> **TEXT EXCERPT**
++++++++++

# Lab 4.4.4: GCP Vertex AI Deployment - SOLUTION

**Module:** 4.4 - Containerization & Cloud Deployment  
**This is the complete solution notebook with all exercises solved.**

---

## Exercise 1 Solution: Custom Container for Vertex AI

In [None]:
# Vertex AI compliant container implementation

vertex_container_code = '''
"""FastAPI Application for Vertex AI Custom Container.

This server is designed to meet Vertex AI's requirements:
- Health endpoint at /health (or AIP_HEALTH_ROUTE)
- Prediction endpoint at /predict (or AIP_PREDICT_ROUTE)
- Listens on port 8080 (or AIP_HTTP_PORT)
- Model loaded from AIP_STORAGE_URI
"""

import os
import time
from typing import List, Dict, Any, Optional
from contextlib import asynccontextmanager

from fastapi import FastAPI, HTTPException
from pydantic import BaseModel
import torch
from transformers import AutoModelForCausalLM, AutoTokenizer


# ============================================
# Configuration from Vertex AI environment
# ============================================

MODEL_PATH = os.environ.get("AIP_STORAGE_URI", "/models")

++++++++++

> **DATA ROWS**

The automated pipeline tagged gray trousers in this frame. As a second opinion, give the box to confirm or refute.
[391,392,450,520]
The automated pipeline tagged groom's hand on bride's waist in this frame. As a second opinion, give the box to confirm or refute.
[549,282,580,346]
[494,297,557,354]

++++++++++

> **GOALS**
1 - In the Vertex AI lab solution, update the part starting with "vertex_container_code = '''" and going on through "8080 (or AIP_HTTP_PORT)" by replacing "Vertex AI" with "Google Vertex AI".
2 - Shorten the docstring paragraph in the Vertex AI lab solution that begins "This server is designed to meet", keeping its main facts.
The data isn't needed for any of this.

> **REPLIES**
1 -
vertex_container_code = '''
"""FastAPI Application for Google Vertex AI Custom Container.

This server is designed to meet Google Vertex AI's requirements:
- Health endpoint at /health (or AIP_HEALTH_ROUTE)
- Prediction endpoint at /predict (or AIP_PREDICT_ROUTE)
- Listens on port 8080 (or AIP_HTTP_PORT)

2 - Vertex AI requirements met: /health (or AIP_HEALTH_ROUTE), /predict (or AIP_PREDICT_ROUTE), port 8080 (or AIP_HTTP_PORT), model loaded from AIP_STORAGE_URI.